(Stored data)
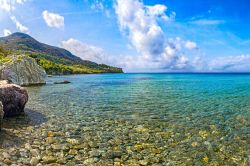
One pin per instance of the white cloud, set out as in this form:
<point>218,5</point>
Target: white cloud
<point>84,51</point>
<point>19,26</point>
<point>190,45</point>
<point>6,32</point>
<point>53,19</point>
<point>97,5</point>
<point>10,5</point>
<point>141,24</point>
<point>230,63</point>
<point>207,22</point>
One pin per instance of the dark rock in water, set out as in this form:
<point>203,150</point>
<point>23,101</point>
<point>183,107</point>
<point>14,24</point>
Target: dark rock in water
<point>62,82</point>
<point>1,114</point>
<point>22,70</point>
<point>13,98</point>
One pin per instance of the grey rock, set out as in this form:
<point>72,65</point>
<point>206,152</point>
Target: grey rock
<point>22,70</point>
<point>13,98</point>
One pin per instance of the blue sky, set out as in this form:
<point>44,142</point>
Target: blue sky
<point>149,35</point>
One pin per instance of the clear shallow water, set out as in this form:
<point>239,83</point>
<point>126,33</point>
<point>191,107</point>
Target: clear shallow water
<point>130,119</point>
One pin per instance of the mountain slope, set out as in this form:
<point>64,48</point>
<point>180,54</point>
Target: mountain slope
<point>55,60</point>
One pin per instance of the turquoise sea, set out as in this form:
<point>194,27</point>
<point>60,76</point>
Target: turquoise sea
<point>136,119</point>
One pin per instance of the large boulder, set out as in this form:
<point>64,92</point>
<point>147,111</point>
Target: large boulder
<point>22,70</point>
<point>1,114</point>
<point>13,98</point>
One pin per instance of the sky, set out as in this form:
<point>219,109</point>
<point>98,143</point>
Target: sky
<point>140,35</point>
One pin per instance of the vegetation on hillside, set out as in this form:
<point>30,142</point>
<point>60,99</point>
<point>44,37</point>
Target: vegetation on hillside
<point>54,60</point>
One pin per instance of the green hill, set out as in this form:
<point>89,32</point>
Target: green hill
<point>53,59</point>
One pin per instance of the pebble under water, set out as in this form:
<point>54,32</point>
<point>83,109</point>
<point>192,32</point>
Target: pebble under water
<point>132,119</point>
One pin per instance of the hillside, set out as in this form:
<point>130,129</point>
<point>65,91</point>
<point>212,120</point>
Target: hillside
<point>54,60</point>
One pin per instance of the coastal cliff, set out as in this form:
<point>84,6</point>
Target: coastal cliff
<point>22,70</point>
<point>55,60</point>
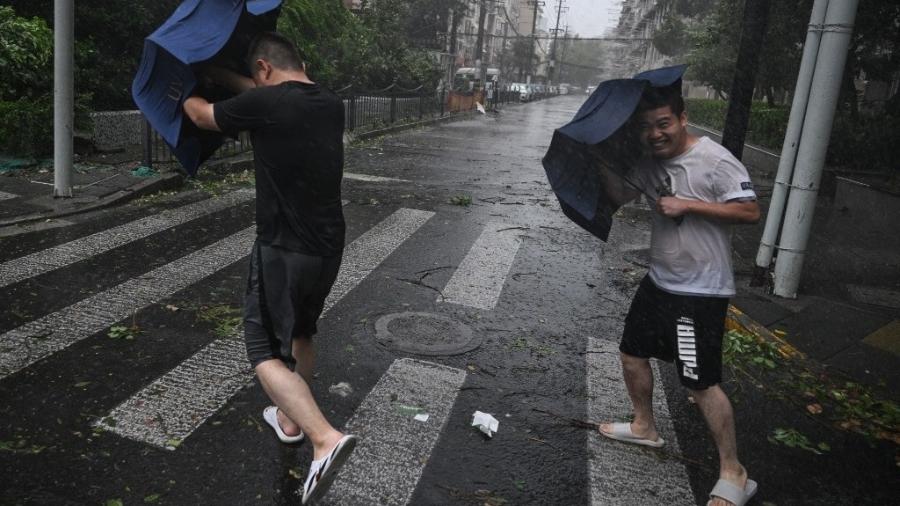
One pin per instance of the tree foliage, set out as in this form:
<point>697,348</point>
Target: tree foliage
<point>109,39</point>
<point>26,56</point>
<point>706,33</point>
<point>371,49</point>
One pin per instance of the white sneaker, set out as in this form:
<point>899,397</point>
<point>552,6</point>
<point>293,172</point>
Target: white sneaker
<point>323,471</point>
<point>270,415</point>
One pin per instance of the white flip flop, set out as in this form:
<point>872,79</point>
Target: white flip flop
<point>622,432</point>
<point>323,471</point>
<point>270,415</point>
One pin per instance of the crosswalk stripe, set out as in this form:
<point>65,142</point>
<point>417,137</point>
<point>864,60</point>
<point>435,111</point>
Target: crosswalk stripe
<point>49,259</point>
<point>173,406</point>
<point>40,338</point>
<point>393,446</point>
<point>373,179</point>
<point>481,275</point>
<point>614,467</point>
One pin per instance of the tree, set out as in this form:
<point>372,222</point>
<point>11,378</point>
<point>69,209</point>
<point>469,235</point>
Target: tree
<point>26,56</point>
<point>109,42</point>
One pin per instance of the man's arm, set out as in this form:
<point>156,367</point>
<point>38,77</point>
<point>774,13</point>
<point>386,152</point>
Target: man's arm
<point>200,111</point>
<point>735,211</point>
<point>231,81</point>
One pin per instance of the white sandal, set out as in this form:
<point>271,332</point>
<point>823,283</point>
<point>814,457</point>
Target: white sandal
<point>270,415</point>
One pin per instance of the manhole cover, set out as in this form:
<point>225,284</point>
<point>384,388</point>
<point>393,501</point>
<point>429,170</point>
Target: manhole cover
<point>640,257</point>
<point>424,334</point>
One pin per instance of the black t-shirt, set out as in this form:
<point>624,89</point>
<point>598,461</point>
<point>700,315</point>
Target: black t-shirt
<point>297,134</point>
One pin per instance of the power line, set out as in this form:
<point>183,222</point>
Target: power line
<point>571,39</point>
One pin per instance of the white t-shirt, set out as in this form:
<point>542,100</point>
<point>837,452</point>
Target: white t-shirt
<point>693,258</point>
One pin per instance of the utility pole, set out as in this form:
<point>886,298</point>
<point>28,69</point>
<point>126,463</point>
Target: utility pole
<point>536,4</point>
<point>791,143</point>
<point>503,50</point>
<point>479,44</point>
<point>756,16</point>
<point>559,10</point>
<point>63,95</point>
<point>454,27</point>
<point>823,97</point>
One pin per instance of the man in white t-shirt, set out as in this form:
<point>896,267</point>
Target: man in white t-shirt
<point>678,312</point>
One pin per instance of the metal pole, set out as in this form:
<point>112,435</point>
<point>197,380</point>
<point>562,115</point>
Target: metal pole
<point>555,37</point>
<point>148,145</point>
<point>63,95</point>
<point>826,86</point>
<point>791,142</point>
<point>753,33</point>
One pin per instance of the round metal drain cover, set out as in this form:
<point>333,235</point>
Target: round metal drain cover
<point>424,334</point>
<point>639,257</point>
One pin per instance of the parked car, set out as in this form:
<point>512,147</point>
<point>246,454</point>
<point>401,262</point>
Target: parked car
<point>524,91</point>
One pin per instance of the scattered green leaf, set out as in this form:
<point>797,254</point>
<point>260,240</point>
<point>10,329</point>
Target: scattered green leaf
<point>461,200</point>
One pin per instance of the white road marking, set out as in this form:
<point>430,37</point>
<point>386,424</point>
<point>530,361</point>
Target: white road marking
<point>49,259</point>
<point>40,338</point>
<point>174,405</point>
<point>373,179</point>
<point>481,275</point>
<point>394,447</point>
<point>615,469</point>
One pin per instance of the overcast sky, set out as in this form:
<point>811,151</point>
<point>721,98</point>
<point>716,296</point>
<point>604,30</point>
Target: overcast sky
<point>588,18</point>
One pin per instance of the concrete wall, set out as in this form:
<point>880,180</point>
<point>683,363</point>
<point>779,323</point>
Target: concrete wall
<point>117,129</point>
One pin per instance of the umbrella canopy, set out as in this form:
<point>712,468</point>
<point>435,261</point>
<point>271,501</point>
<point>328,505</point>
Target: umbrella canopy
<point>598,139</point>
<point>199,32</point>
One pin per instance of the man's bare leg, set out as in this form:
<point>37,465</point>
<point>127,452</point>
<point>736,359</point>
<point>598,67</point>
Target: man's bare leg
<point>639,382</point>
<point>290,392</point>
<point>717,411</point>
<point>304,355</point>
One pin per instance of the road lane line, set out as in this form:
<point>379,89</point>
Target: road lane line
<point>174,405</point>
<point>621,473</point>
<point>40,338</point>
<point>49,259</point>
<point>480,277</point>
<point>393,447</point>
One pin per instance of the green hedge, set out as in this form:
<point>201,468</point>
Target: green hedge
<point>26,127</point>
<point>865,144</point>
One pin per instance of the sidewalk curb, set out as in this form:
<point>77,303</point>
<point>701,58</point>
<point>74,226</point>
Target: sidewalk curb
<point>738,320</point>
<point>170,180</point>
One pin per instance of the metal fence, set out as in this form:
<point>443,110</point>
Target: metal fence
<point>364,111</point>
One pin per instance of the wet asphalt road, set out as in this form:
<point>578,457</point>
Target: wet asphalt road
<point>527,361</point>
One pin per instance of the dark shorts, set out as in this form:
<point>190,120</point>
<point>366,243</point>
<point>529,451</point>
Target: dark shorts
<point>285,296</point>
<point>684,328</point>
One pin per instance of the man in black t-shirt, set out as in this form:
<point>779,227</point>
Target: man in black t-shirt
<point>296,128</point>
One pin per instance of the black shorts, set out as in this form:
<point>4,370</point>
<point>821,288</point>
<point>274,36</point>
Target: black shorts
<point>685,328</point>
<point>285,296</point>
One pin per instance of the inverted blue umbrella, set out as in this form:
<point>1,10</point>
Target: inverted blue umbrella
<point>598,139</point>
<point>199,32</point>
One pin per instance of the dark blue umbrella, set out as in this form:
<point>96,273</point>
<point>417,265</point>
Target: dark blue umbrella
<point>199,32</point>
<point>598,139</point>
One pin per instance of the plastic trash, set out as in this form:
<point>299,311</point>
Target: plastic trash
<point>343,389</point>
<point>144,171</point>
<point>485,423</point>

#### [DIRECTIONS]
Retype the lines of the records from the line containing "One pin per instance of the round" through the line containing "<point>588,18</point>", both included, and nothing else.

#### [EXERCISE OUTPUT]
One pin per instance of the round metal drain cover, set out as in this form:
<point>333,235</point>
Target: round metal drain cover
<point>424,334</point>
<point>639,257</point>
One pin per instance of the parked car, set out as in this form:
<point>512,147</point>
<point>246,454</point>
<point>401,262</point>
Target: parked car
<point>524,91</point>
One pin per instance of the scattered green leaf, set out as in this form:
<point>797,254</point>
<point>260,240</point>
<point>10,329</point>
Target: scattered green leaf
<point>461,200</point>
One pin per instance of the white road marking, set out as in this form:
<point>430,37</point>
<point>386,424</point>
<point>530,361</point>
Target: white road marking
<point>49,259</point>
<point>40,338</point>
<point>174,405</point>
<point>373,179</point>
<point>481,275</point>
<point>394,447</point>
<point>615,469</point>
One pin per instance of the overcast sky, set out as in this form:
<point>811,151</point>
<point>721,98</point>
<point>716,296</point>
<point>604,30</point>
Target: overcast sky
<point>588,18</point>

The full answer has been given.